__Point localization data__.
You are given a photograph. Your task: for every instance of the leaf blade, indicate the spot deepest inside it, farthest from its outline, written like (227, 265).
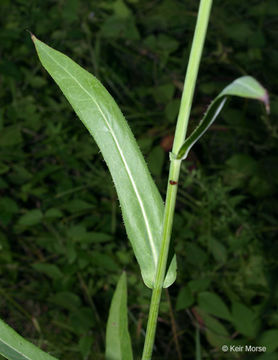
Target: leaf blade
(118, 343)
(246, 87)
(15, 347)
(140, 201)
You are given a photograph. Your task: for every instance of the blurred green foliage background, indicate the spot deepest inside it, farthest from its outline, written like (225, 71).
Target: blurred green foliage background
(62, 242)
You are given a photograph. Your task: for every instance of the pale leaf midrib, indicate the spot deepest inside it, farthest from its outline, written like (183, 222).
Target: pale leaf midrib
(152, 245)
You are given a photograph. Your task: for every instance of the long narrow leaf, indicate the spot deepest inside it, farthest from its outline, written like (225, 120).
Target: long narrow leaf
(140, 201)
(118, 344)
(246, 87)
(15, 347)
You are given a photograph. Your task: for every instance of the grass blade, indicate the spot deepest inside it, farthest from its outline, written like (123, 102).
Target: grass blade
(15, 347)
(118, 344)
(246, 87)
(140, 201)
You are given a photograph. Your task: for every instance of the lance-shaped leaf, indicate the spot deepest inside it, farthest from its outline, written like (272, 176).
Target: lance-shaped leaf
(246, 87)
(118, 344)
(140, 201)
(15, 347)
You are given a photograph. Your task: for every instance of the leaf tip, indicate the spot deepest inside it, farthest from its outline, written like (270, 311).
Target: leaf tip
(265, 100)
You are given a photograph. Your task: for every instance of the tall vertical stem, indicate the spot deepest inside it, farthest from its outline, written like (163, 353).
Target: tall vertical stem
(182, 122)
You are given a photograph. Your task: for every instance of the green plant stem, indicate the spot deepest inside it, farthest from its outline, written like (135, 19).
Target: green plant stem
(185, 108)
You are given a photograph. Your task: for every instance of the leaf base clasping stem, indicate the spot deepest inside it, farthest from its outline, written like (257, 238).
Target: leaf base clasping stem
(185, 108)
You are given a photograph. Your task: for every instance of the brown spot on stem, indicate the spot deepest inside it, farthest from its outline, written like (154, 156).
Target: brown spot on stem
(172, 182)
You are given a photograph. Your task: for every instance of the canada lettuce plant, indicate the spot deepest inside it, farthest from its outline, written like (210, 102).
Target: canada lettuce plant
(147, 220)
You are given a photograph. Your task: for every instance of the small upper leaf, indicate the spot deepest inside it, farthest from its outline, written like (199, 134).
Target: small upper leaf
(118, 344)
(246, 87)
(140, 201)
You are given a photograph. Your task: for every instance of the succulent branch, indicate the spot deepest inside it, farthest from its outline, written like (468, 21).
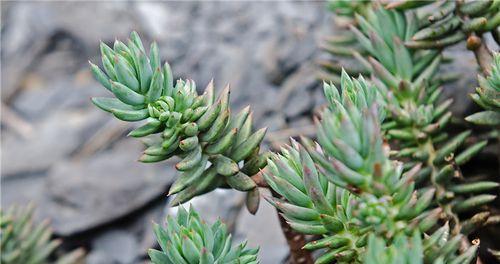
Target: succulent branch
(188, 239)
(488, 97)
(347, 189)
(24, 241)
(216, 148)
(416, 120)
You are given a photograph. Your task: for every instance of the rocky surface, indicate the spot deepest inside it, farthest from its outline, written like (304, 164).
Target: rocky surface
(75, 162)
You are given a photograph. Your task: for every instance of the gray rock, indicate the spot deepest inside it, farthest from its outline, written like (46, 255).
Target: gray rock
(87, 193)
(296, 94)
(220, 204)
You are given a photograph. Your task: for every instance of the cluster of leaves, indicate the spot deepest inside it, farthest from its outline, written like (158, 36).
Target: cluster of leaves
(217, 149)
(368, 203)
(23, 241)
(448, 22)
(187, 239)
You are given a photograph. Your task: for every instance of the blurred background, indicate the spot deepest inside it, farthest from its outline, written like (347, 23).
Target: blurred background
(74, 160)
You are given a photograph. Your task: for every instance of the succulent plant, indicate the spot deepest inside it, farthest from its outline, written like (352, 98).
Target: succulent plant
(24, 241)
(217, 149)
(448, 22)
(347, 189)
(416, 121)
(488, 97)
(188, 239)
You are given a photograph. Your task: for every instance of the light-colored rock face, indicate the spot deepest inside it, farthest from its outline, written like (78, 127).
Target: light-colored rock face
(74, 160)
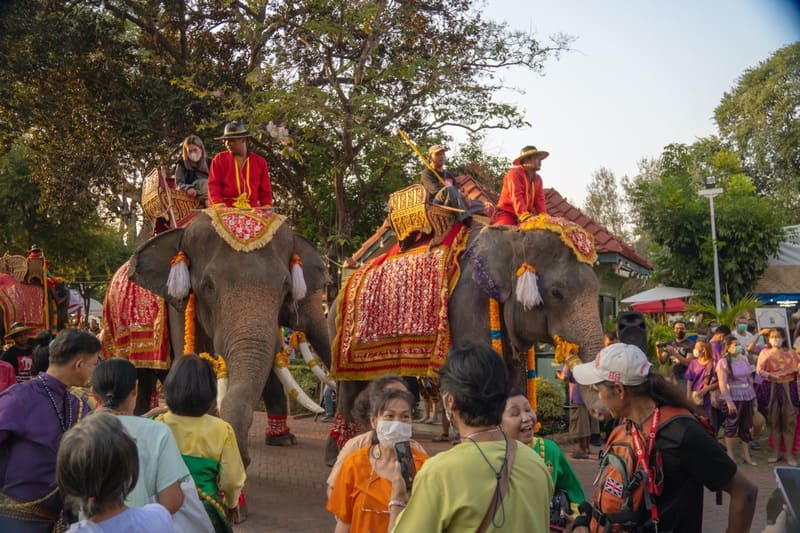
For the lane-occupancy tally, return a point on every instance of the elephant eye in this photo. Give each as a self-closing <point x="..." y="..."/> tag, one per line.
<point x="208" y="286"/>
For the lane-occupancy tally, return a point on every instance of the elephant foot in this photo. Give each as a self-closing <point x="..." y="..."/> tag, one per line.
<point x="287" y="439"/>
<point x="331" y="451"/>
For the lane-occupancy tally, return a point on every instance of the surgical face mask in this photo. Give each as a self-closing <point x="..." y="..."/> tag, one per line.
<point x="390" y="432"/>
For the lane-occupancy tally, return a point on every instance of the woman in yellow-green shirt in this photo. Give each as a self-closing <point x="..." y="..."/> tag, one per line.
<point x="207" y="443"/>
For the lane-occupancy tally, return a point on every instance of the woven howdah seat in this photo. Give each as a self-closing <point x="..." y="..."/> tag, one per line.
<point x="410" y="213"/>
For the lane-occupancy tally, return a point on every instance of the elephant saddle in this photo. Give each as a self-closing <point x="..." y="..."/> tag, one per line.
<point x="135" y="324"/>
<point x="21" y="302"/>
<point x="393" y="316"/>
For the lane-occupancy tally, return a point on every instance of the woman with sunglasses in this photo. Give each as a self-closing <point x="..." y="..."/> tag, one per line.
<point x="361" y="495"/>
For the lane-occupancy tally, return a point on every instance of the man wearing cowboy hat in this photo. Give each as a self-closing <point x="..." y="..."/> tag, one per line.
<point x="238" y="177"/>
<point x="444" y="191"/>
<point x="20" y="354"/>
<point x="523" y="195"/>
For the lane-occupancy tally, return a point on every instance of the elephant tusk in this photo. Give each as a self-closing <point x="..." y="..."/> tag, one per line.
<point x="313" y="361"/>
<point x="222" y="389"/>
<point x="281" y="368"/>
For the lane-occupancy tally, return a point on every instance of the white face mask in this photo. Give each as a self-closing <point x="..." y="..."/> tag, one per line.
<point x="390" y="432"/>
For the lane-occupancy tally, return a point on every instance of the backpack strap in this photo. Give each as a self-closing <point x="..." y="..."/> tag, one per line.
<point x="502" y="486"/>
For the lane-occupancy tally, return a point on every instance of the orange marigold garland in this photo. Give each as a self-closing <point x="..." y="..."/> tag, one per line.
<point x="188" y="325"/>
<point x="494" y="326"/>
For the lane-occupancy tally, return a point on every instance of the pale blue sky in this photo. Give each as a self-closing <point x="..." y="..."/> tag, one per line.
<point x="642" y="74"/>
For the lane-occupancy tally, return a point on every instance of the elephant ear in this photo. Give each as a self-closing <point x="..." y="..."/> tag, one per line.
<point x="150" y="264"/>
<point x="491" y="254"/>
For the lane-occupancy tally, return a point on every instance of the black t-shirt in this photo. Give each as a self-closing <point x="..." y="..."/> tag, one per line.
<point x="22" y="361"/>
<point x="692" y="460"/>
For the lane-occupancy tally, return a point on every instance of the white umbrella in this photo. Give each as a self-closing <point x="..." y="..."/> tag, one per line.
<point x="657" y="294"/>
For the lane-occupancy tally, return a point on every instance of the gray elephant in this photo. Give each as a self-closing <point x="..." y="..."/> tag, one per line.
<point x="240" y="298"/>
<point x="568" y="288"/>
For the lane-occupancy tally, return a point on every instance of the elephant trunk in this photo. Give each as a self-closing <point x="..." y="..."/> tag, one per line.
<point x="249" y="346"/>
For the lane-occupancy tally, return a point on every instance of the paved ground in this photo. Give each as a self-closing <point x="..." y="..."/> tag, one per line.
<point x="286" y="486"/>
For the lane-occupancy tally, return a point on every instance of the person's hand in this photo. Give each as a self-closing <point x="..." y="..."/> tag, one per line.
<point x="399" y="492"/>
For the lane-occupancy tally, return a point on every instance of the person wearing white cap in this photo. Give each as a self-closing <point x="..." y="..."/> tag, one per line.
<point x="683" y="455"/>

__WHAT THE TASK REQUIRES__. Your copy of the entries above must be exact and must not include pictures.

__THE COMPLETED TASK__.
You are given a photograph. Your task: for every instance of the leaf blade, indicate the spot deepest inside it, farthest from its outline, written like (227, 265).
Target: leaf blade
(118, 343)
(246, 87)
(15, 347)
(140, 201)
You are given a photograph. Your task: for every instance of the blurred green foliage background, indicate the spot deepest inside it, farthest from its outline, written like (225, 71).
Target: blurred green foliage background
(62, 242)
You are given a photograph. Your task: for every instance of the pale leaf midrib, indicate the spot deepest inside it, farthest from its outline, written like (183, 222).
Target: pale leaf midrib
(152, 245)
You are given a photograph. Your task: for every instance of the long narrow leaf, indicate the spot deepest inside it, farthest from its outline, written like (225, 120).
Target: long narrow leaf
(140, 201)
(118, 344)
(246, 87)
(15, 347)
You are given a photograph. Your task: for every instance of the grass blade, indicate the spot deepest inside it, farthest from its outline, written like (123, 102).
Target: grass blade
(15, 347)
(118, 344)
(246, 87)
(140, 201)
You are given a photograph. Your task: for every instance of the lance-shaped leaf, indicate the spot deepest inside it, farthest from its outline, written like (272, 176).
Target: lance-shaped leaf
(246, 87)
(118, 344)
(140, 201)
(15, 347)
You are given a photograph. Your task: for every instance of the leaf tip, indicate the spot deepest inside it, farthest from its outline, written like (270, 311).
Target: leaf tip
(265, 100)
You are given a photograph. Your task: for every instance of the tall vertical stem, indicate the spot deepest inside it, farthest from its outline, written like (163, 353).
Target: tall vertical stem
(182, 122)
You are given a photograph. Your task: for every instance of the green plant stem, indicate the spot deepest inside it, farthest from its outline, written like (135, 19).
Target: green plant stem
(185, 108)
You are given a photograph. Your task: for every instance of the leaf base clasping stem, indicate the spot deepest inside it, farthest from its outline, written like (257, 238).
Target: leaf base clasping stem
(185, 108)
You are given a photograph. Your task: for every instance of the brown spot on stem, indicate the spot deepest inside it, farthest from its outline, written like (154, 156).
Target: brown spot on stem
(172, 182)
You are given a photograph. Your task: for every instance of the canada lettuce plant, indicate the spot deepest inside it, farthest from its outline, written like (210, 102).
Target: canada lettuce plant
(147, 220)
You are given a photograph. Your task: for every instance of the small upper leaf, indicate the spot deepest inside it, farthest from its outline, written like (199, 134).
Target: small upper leaf
(118, 344)
(246, 87)
(140, 201)
You are given a photograph. Your task: for every instance of the succulent branch, indicate the spot deepest inside it, farthest from its outline, written like (468, 21).
Target: succulent branch
(188, 239)
(488, 97)
(347, 189)
(24, 241)
(216, 148)
(416, 120)
You are given a photograph. Your task: for every instance of the rocky surface, indicate the spot deepest inside it, farthest from its outline, written like (304, 164).
Target: rocky surface
(75, 162)
You are given a photograph. Your task: for every instance of the gray rock, indicate the spot deepest inside it, farthest from its outline, written like (46, 255).
Target: gray rock
(87, 193)
(296, 94)
(220, 204)
You are given a photograph. Your task: for every instance of the cluster of leaves, indicate the spot deepest inside it, farthest from its outline, written like (158, 36).
Target: cluster of leaves
(217, 149)
(368, 203)
(23, 241)
(448, 22)
(187, 239)
You are given a photograph. Your task: for every instance of the blurred background, indicate the spot deepest inside it, farthest from its outline, written like (347, 23).
Target: blurred background
(74, 160)
You are given a photograph. Your task: for every instance of the succulent plant, indicate the spot deepest inside it, farthest from its outline, written like (352, 98).
Target: succulent plant
(24, 241)
(217, 149)
(448, 22)
(347, 189)
(416, 121)
(488, 97)
(188, 239)
You are given a photograph. Your task: for every instance of the light-colored rock face, indicate the spot deepest inside it, farthest from its outline, written like (78, 127).
Target: light-colored rock face
(74, 160)
For the lane-occupancy tally, return a point on every instance of the elephant eye in this photo. Give each as a self-closing <point x="..." y="..."/> tag, one per line.
<point x="208" y="286"/>
For the lane-occupancy tally, return a point on every instance of the elephant foot in this photo. Give each as a self-closing <point x="..." y="..."/> tag, one per line.
<point x="287" y="439"/>
<point x="331" y="451"/>
For the lane-occupancy tally, return a point on every instance of the surgical face mask in this photo. Give each as a self-closing <point x="..." y="..."/> tag, one per line.
<point x="390" y="432"/>
For the lane-occupancy tally, return a point on every instance of the woman in yellow-green shirt in this photo. Give each as a self-closing <point x="..." y="..."/> tag, one per line.
<point x="207" y="443"/>
For the lane-occupancy tally, return a point on every instance of the woven howdah seat in this photo. Give each as a self-closing <point x="..." y="..."/> tag, one per line.
<point x="410" y="213"/>
For the lane-occupancy tally, return a point on every instance of the elephant saddle in this photo. Give each as a self-closing <point x="..." y="..."/> tag, one per line.
<point x="135" y="324"/>
<point x="21" y="302"/>
<point x="393" y="316"/>
For the lane-occupancy tally, return a point on every instance of the woman with sunglasses in this photo. Give each as a self-closing <point x="..." y="..."/> tag, one per line.
<point x="361" y="495"/>
For the lane-occupancy tally, return a point on every instance of the man wearing cowboy hat in this photo. Give each as a self-closing <point x="..." y="..."/> tag, one per line.
<point x="238" y="177"/>
<point x="444" y="191"/>
<point x="20" y="354"/>
<point x="523" y="195"/>
For the lane-occupancy tally, return a point on every instance of the elephant tusk in this photo. Give each as a self-closing <point x="..." y="..."/> tag, one per line.
<point x="313" y="361"/>
<point x="222" y="389"/>
<point x="281" y="368"/>
For the lane-occupancy tally, return a point on every instance of the white face mask in this photo. Give each as a self-closing <point x="..." y="..."/> tag, one per line.
<point x="390" y="432"/>
For the lane-occupancy tally, return a point on every instance of the backpack strap in this photo. Give each as a self-closing <point x="..." y="..."/> tag, one per line.
<point x="502" y="486"/>
For the lane-occupancy tally, return a point on every instance of the orange marigold garland in this photo. Give each as a self-closing <point x="..." y="..."/> tag, one per line.
<point x="188" y="325"/>
<point x="494" y="326"/>
For the lane-occupancy tally, return a point on every instance of the pale blue sky in this photo. Give each as a self-closing <point x="..." y="..."/> tag, one per line.
<point x="642" y="74"/>
For the lane-occupancy tally, return a point on every instance of the elephant ear in this photo. Give each as a self-closing <point x="..." y="..."/> tag, one per line.
<point x="150" y="264"/>
<point x="491" y="254"/>
For the lane-occupancy tally, return a point on every instance of the black t-shirt in this photo. Give each as a self-closing <point x="..." y="..."/> tag, one per line.
<point x="22" y="361"/>
<point x="692" y="460"/>
For the lane-occupancy tally, return a point on every instance of the white umbrella in this photo. Give each as a self-closing <point x="..." y="..."/> tag, one per line.
<point x="657" y="294"/>
For the lane-occupancy tally, return a point on every instance of the gray elephant in this photo. Give each as a self-closing <point x="..." y="..."/> tag, one per line.
<point x="240" y="298"/>
<point x="568" y="288"/>
For the lane-occupancy tally, return a point on every instance of the elephant trunk in this photo. Give each as a self-closing <point x="..." y="..."/> tag, one per line.
<point x="249" y="346"/>
For the lane-occupancy tally, return a point on every instance of the paved ground in this photo. Give each as a self-closing <point x="..." y="..."/> tag, one per line.
<point x="286" y="486"/>
For the lane-occupancy tally, return a point on every instance of the person's hand in this photo. Give each as a self-closing <point x="..." y="..."/> tag, one per line.
<point x="399" y="492"/>
For the lane-occupancy tally, return a point on every instance of the person wearing white cap in this photo. Give each as a self-closing <point x="..." y="..."/> tag, one per line.
<point x="683" y="455"/>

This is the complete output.